* **SET EXERCISE**
All entries are to be given again verbatim.

══ PROVIDED RECORDS ══

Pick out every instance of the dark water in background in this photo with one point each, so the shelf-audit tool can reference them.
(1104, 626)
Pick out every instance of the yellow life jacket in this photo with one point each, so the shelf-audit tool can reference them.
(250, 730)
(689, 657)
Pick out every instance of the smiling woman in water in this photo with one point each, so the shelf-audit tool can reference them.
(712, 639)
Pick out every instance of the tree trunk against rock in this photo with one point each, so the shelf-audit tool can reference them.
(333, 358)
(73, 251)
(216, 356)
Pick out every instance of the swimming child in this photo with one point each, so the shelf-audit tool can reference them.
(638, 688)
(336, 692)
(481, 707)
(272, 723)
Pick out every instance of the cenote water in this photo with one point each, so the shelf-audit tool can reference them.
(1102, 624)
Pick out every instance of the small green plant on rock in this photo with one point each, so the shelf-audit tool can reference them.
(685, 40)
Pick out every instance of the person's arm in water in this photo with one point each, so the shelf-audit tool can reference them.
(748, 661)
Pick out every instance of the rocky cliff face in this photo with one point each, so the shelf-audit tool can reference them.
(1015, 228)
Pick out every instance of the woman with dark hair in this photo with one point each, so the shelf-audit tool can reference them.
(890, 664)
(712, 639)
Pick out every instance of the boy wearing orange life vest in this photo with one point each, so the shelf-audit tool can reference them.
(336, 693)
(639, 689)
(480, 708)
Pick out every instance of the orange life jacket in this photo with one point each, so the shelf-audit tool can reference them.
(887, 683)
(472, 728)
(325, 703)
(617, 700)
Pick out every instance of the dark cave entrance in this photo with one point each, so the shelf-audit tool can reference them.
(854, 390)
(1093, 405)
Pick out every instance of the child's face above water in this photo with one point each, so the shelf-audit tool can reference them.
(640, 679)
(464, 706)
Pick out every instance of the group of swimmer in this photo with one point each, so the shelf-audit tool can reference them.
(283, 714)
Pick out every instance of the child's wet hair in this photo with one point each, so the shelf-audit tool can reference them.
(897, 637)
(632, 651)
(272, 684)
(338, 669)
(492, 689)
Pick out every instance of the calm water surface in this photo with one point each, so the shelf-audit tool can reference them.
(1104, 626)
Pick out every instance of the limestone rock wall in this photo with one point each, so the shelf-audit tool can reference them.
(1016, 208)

═══

* **WRITTEN REPLY**
Pick out every instance of the dark water in background in this photo with one point each, so the shelf-audit tool can reference them.
(1104, 626)
Pick out every instance of the yellow life jacket in this photo with one point each, so the shelf-audit tool can reference them.
(250, 730)
(689, 657)
Pick out every instance of the smiling woman in water in this photo with one point each, so the shelf-audit tool can reference them.
(712, 639)
Pick out every instance of the tree trunk against rock in this photo with one point each, so the shelf-audit tool can reference them.
(333, 358)
(73, 251)
(216, 356)
Pick out every instance of the swimming child in this photo with one point each, so the shelf-audit tool can reference them.
(638, 688)
(336, 692)
(481, 707)
(272, 723)
Pick out every instance of the cenote water in this photo with one point each, so the shelf-audit tool can reference them.
(1102, 624)
Pick out every instance of the small green plant on rock in this photo with one point each, so the shelf-audit tool can reference them.
(685, 40)
Pick out every instance of the person's arm in water in this photo with one point each, so the shelf-audit tool can reference them.
(748, 661)
Pick out every instance of the rocky cliff face in this photo with one point each, so the shelf-audit tool can reference them.
(1015, 228)
Pick out every instance of the woman with dark hair in this photo with one point each, so the shelf-audit tool can reference them.
(890, 664)
(712, 639)
Pick out every instance of the boy wearing orange life vest in this photo with one point each, so the shelf-audit tool can reference them.
(336, 693)
(639, 689)
(480, 708)
Pick out every instance of the orange life jacket in this photo with one point each, so the shelf-audit tool can reference them.
(887, 683)
(472, 728)
(325, 703)
(617, 700)
Pick out every instance of the dark cave entrance in this photo with one point each, so the shelf-audit tool can reference them.
(854, 390)
(1093, 405)
Pick out every instance of the child's face above water in this photo with one point each, so the shelf-audit tool can reference them.
(640, 679)
(464, 706)
Pick out every instance of the group of swimmer in this photo with one point each, so the shelf-audit tool can reference them.
(283, 714)
Pick out every instance of the child's wet hair in this photo with one point each, so the shelf-audit tool can reference them.
(897, 637)
(632, 651)
(272, 684)
(338, 669)
(492, 689)
Pick out every instance of the calm water surface in this photo with one point each, so the shelf-audit tool can reference them.
(1104, 626)
Pick out every instance of the limestone rock wall in this photo with one point each, so the shelf-audit tool can reference them.
(1016, 208)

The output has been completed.